What is expected
Convert the rows below into a two-column CSV with the headers instruction and coordinates. Begin at the line that contains "Teacher note to the class: pick out the young" and continue through the last row. Give one line per row, and put each text in a single quoted field with its line breaks replaced by spaces.

Records shown
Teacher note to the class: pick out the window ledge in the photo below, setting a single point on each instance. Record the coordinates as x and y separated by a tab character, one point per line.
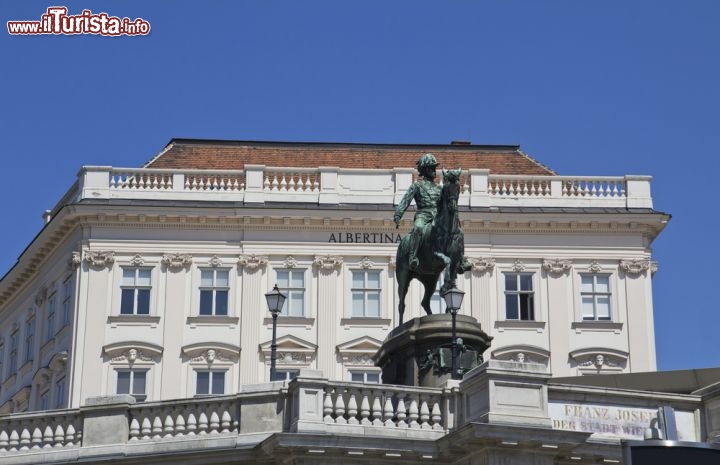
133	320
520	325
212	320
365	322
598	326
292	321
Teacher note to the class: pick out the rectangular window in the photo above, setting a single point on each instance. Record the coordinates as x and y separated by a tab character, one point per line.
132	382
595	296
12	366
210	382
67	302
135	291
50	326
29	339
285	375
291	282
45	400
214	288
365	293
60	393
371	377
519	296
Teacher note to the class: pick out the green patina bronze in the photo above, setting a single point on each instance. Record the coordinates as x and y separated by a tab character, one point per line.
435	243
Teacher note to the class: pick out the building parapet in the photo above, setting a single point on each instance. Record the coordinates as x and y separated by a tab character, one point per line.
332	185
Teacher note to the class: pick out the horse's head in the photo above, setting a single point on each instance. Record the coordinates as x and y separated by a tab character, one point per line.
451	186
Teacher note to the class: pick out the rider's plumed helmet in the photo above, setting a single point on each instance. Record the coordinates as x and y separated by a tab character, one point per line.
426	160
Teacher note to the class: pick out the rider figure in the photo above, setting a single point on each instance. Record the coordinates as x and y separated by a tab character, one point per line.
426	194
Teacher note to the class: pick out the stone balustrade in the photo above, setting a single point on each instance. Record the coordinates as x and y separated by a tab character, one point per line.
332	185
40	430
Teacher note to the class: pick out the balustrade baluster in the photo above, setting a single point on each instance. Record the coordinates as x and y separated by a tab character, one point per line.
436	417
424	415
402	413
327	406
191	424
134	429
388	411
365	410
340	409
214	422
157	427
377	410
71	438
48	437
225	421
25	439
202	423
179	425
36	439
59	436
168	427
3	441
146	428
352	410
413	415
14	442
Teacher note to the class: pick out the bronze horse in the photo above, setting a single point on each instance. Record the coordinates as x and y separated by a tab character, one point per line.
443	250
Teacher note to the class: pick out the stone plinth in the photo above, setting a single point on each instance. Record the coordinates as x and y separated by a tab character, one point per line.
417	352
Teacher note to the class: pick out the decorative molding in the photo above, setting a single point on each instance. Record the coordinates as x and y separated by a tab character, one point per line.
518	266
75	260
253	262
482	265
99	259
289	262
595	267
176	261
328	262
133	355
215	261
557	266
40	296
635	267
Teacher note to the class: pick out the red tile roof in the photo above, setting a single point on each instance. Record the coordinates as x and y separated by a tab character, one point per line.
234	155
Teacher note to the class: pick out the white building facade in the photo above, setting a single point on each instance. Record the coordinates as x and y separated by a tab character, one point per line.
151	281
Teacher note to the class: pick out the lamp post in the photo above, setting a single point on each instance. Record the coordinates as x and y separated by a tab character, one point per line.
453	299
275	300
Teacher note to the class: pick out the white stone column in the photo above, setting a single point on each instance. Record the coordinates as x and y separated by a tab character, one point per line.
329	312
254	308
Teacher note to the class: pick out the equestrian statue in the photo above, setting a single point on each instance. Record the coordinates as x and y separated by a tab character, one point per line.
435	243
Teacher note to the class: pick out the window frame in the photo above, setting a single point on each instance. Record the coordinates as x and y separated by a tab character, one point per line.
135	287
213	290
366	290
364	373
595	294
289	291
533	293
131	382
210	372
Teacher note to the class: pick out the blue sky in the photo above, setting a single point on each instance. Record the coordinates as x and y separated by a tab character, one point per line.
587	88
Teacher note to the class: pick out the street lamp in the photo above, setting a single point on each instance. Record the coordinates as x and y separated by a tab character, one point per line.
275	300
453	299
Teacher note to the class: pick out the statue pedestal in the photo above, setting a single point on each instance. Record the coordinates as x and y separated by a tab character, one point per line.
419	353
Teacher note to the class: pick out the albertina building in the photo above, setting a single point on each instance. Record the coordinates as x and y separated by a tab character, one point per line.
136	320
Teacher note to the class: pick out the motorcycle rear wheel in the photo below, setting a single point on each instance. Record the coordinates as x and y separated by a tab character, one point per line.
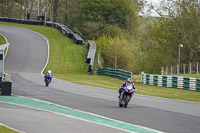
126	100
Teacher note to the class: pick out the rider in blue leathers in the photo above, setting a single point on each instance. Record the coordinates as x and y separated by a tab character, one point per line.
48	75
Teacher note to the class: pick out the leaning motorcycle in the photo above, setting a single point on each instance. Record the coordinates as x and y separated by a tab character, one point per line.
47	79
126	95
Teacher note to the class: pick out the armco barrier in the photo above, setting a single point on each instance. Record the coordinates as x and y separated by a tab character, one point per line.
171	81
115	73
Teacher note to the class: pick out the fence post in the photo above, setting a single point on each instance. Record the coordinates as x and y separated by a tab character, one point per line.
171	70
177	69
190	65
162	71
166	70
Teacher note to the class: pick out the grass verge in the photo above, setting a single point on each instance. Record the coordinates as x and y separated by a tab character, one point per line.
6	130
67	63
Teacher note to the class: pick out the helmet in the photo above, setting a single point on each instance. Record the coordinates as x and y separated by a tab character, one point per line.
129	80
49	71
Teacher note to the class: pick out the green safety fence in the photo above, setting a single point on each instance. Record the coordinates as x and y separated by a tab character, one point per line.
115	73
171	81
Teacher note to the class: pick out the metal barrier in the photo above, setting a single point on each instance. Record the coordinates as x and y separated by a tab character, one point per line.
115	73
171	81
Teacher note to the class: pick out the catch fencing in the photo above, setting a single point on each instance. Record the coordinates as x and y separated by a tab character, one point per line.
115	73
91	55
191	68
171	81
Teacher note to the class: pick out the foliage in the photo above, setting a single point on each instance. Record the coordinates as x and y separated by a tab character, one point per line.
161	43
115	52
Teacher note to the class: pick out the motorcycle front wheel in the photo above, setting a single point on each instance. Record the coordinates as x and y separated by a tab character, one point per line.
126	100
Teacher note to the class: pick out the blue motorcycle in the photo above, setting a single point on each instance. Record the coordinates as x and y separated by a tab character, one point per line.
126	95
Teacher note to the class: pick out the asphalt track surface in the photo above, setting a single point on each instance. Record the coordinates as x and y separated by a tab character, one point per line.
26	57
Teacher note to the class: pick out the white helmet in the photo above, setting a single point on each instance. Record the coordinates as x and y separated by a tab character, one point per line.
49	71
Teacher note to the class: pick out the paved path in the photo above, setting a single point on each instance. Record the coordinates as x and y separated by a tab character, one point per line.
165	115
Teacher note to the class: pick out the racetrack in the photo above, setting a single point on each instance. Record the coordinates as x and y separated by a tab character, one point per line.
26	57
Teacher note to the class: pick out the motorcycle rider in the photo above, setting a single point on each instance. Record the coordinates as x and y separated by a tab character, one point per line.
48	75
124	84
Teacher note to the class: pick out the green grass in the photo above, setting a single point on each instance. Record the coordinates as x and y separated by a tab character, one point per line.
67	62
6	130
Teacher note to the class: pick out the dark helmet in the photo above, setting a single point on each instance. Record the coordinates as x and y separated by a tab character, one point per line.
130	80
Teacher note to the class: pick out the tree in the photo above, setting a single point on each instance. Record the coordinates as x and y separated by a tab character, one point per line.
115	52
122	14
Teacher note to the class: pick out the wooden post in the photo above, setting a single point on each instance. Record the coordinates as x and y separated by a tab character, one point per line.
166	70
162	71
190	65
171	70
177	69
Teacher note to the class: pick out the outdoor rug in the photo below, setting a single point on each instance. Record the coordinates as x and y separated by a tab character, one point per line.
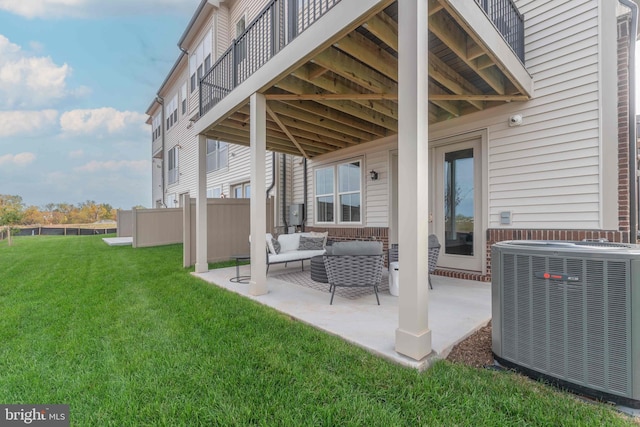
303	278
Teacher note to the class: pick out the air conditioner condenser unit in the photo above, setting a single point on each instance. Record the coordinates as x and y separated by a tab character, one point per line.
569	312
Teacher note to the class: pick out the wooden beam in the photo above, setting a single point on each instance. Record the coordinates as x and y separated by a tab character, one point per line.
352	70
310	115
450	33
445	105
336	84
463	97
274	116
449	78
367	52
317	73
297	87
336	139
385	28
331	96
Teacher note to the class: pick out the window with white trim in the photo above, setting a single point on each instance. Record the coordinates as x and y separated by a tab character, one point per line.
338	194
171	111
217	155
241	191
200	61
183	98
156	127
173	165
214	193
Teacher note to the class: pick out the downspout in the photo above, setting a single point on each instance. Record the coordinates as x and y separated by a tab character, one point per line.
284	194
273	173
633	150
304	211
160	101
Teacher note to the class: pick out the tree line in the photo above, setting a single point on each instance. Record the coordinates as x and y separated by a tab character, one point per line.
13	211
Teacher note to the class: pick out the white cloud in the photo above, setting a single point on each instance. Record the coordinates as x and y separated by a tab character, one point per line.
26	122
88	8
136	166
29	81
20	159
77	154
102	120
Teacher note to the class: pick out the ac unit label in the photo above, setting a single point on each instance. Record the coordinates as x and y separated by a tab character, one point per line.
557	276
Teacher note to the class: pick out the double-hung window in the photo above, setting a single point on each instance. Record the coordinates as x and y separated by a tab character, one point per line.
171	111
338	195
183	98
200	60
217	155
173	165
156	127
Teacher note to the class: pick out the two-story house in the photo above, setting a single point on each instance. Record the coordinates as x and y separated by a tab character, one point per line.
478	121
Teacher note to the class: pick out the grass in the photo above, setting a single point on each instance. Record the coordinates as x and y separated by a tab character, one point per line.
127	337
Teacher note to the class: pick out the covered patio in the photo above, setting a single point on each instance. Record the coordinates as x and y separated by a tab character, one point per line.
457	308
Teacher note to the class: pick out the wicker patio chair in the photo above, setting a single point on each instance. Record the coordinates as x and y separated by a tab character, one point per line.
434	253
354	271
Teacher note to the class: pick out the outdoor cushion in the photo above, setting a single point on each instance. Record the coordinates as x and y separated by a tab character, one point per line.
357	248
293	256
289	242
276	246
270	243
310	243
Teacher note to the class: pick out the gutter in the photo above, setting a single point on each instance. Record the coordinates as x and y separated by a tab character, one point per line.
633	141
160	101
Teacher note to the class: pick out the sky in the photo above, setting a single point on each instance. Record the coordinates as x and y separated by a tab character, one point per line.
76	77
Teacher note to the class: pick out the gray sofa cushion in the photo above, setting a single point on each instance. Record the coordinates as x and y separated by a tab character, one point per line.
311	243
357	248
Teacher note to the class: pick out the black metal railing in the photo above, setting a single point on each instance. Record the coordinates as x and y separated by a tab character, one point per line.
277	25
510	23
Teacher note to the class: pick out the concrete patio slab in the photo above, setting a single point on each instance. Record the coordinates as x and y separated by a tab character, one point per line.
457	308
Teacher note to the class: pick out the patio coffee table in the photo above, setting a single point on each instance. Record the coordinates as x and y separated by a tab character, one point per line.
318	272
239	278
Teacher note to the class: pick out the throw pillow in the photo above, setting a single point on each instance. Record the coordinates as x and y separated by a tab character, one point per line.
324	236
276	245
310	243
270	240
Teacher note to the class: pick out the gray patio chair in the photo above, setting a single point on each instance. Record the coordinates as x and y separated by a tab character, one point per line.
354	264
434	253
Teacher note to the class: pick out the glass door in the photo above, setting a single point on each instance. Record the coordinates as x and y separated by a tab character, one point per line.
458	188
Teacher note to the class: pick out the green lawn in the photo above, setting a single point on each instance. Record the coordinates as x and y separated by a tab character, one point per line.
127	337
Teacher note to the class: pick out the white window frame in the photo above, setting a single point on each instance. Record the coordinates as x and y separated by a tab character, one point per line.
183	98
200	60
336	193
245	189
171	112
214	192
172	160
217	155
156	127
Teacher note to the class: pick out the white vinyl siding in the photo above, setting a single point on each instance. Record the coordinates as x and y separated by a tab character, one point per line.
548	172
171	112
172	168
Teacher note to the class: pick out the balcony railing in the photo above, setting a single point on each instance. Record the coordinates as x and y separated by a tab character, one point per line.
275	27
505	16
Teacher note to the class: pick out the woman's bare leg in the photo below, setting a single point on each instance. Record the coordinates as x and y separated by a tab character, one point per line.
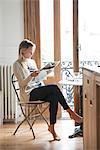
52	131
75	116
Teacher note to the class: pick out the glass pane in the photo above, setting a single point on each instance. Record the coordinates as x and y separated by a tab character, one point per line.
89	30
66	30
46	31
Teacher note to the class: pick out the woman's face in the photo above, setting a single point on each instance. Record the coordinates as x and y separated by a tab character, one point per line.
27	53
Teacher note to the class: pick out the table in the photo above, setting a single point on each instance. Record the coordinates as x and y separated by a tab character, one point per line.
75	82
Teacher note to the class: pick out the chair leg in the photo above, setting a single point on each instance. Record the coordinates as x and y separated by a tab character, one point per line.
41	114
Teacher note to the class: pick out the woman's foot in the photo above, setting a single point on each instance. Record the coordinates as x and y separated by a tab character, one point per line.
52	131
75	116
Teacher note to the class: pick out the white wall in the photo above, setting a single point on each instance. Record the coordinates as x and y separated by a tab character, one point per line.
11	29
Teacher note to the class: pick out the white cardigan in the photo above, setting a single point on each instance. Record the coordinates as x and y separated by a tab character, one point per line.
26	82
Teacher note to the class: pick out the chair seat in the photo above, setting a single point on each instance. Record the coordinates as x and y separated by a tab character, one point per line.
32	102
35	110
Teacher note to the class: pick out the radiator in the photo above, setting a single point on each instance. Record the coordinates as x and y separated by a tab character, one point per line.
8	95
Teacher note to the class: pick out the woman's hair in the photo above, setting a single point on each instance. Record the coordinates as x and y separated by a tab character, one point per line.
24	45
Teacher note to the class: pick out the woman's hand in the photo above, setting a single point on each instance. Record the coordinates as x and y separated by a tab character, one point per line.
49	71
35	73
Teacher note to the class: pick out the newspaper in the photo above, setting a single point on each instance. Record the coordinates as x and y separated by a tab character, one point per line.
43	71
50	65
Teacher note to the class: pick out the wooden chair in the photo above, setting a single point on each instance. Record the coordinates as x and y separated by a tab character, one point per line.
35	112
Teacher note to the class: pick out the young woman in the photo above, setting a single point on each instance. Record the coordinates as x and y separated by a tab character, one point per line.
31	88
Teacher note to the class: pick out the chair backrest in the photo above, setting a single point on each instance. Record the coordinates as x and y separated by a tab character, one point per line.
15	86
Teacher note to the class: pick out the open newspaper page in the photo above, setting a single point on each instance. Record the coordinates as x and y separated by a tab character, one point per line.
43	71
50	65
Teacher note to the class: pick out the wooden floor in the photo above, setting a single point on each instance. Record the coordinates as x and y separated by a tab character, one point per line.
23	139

Expected answer
instruction,coordinates
"Teacher note to the class: pick out the young woman in the photo above, setting a single point on each instance. Record the coordinates as x and y separated by a tab character, one point per line.","31	88"
"Teacher note to the class: pick out the chair backrest in the photo above, setting a single point on each instance. Record the coordinates as x and y separated by a tab character, one point per line.","15	86"
"Teacher note to the class: pick out the open newspaper page in the photo above, setting a single point on each instance. Record the coordinates as x and y separated by a tab character, one point per line.","43	71 50	65"
"Teacher note to the class: pick out the wooden floor in the photo above, setting a single point on each instance. Record the coordinates as x and y separated by a tab character, one point per line.","23	139"